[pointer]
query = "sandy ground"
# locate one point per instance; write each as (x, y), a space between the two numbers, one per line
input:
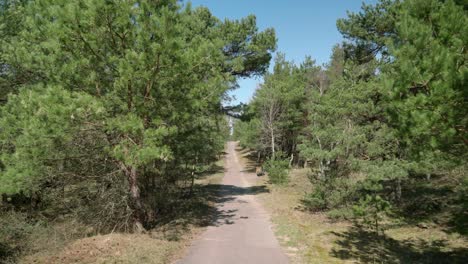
(241, 231)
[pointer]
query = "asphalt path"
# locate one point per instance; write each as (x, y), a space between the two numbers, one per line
(241, 232)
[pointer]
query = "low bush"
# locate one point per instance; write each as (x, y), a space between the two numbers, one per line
(277, 170)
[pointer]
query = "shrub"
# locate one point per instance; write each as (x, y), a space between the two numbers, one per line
(14, 231)
(277, 170)
(332, 193)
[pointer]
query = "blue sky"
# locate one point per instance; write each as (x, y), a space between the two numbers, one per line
(303, 27)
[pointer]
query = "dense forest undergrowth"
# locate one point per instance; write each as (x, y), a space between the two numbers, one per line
(379, 132)
(316, 237)
(112, 113)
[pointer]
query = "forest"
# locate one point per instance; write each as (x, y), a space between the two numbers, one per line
(111, 111)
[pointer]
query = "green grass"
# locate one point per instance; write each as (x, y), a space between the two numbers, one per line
(314, 238)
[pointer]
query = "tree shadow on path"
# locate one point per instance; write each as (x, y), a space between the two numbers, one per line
(202, 209)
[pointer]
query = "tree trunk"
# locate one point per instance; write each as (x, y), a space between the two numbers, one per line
(272, 144)
(137, 207)
(398, 190)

- - - -

Given task | Please list every line in the listing above that contains the string "forest", treating uppercase and lowercase letters as different.

Written response |
query = "dense forest undergrowth"
query = "forest"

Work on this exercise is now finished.